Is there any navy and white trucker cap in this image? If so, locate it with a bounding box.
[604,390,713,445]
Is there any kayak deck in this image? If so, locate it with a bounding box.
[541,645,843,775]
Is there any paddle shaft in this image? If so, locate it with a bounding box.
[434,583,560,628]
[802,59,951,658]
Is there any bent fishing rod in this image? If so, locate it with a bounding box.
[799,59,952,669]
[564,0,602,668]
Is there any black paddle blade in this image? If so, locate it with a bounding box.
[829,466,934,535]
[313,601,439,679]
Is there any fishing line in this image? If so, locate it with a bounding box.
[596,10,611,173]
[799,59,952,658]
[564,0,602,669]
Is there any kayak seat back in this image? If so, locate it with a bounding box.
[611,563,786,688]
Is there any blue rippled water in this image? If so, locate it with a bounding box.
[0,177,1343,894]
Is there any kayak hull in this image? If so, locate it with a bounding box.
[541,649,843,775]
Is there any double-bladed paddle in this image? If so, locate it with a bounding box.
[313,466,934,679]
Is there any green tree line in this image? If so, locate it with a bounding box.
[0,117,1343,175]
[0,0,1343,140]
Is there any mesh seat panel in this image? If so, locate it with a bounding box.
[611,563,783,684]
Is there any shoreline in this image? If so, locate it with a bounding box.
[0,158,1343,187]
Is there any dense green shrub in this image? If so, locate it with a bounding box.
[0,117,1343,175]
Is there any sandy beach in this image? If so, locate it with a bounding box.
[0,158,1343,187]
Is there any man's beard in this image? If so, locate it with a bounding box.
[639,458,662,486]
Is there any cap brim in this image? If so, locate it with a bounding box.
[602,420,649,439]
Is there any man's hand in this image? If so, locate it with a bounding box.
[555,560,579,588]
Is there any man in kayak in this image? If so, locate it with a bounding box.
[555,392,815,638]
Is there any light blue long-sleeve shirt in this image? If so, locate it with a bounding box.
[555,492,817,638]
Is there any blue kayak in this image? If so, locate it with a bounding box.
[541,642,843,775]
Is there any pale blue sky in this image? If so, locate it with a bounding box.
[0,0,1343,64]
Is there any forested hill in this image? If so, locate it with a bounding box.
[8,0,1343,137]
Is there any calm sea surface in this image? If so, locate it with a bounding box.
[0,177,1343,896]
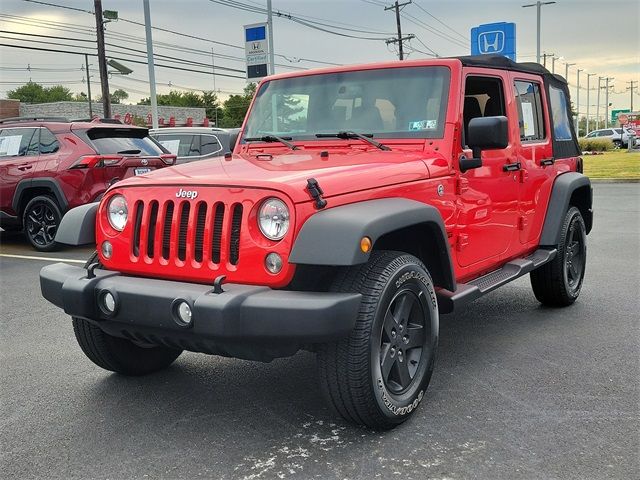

□ □ □ □ □

## WHAT IS NEEDED
Substitute "mark" for "locate" everywhere in the records above, changing nothing else. Leave the pictures out of your answer.

## SOLUTION BELOW
Is there any navy and white trucker cap in this image? If so, mark it with a bounding box.
[604,390,713,445]
Is there any kayak deck in this image? If so, mark it with a bounding box.
[541,645,843,775]
Is there any paddle shaft in this image? If so, mark it with a bounding box.
[434,583,560,628]
[802,59,951,658]
Is there any bent fishing rod in this image? If so, mark it with a bounding box.
[799,59,952,669]
[564,0,602,668]
Is there any black paddle blade in this image? If so, mark it with a bounding box.
[829,466,934,535]
[313,601,439,679]
Is there any fishing line in this image? If so, mark it with a bounding box.
[596,10,611,173]
[799,59,952,658]
[564,0,602,669]
Is there any kayak seat back in this image? If so, mark it with a bounding box.
[611,563,786,688]
Is there any blue rippled water in this image? If so, mark it with a bounding box.
[0,177,1343,894]
Is there any kayak hull in this image? If so, mark it with a bounding box.
[541,649,843,775]
Is there any double-bladed paddle in this image? If so, mark it with a bounding box.
[313,466,934,679]
Is there any green tree line in this image? If so, mark it with a bounding box.
[0,117,1343,175]
[0,0,1343,140]
Is there any mesh seat panel in this image? If so, mark it with a bounding box.
[611,563,783,684]
Is there any shoreline in this image? If so, mark it with a bounding box.
[0,158,1343,187]
Is there any dense green shrub in this image? If so, mark it with a bounding box.
[0,117,1343,175]
Is there any sandy beach in this image? If so, mark it with a bounding box.
[0,158,1343,187]
Is there any man's beard in this image? If so, mark it with a bounding box.
[639,458,662,486]
Is there any cap brim in this image? If so, mark it with a bounding box.
[602,420,649,439]
Is there any man's hand in this image? If so, mark it with a bounding box.
[555,560,579,588]
Is there any man in kayak in this image? If so, mark it with a bounding box.
[555,392,815,638]
Is there any light blue long-sleeve shirt in this image? If so, mark it with a bounding box.
[555,492,817,638]
Is there any blue kayak in this image? If so, mark it with a bounding box.
[541,642,843,775]
Is there any pale blue sky in this image? If so, mark it with a bounding box.
[0,0,1343,64]
Is there any forested hill in this image? If so, mark it with a bounding box.
[8,0,1343,137]
Is there any calm sea surface in this image? If so, mark it with a bounding box.
[0,177,1343,896]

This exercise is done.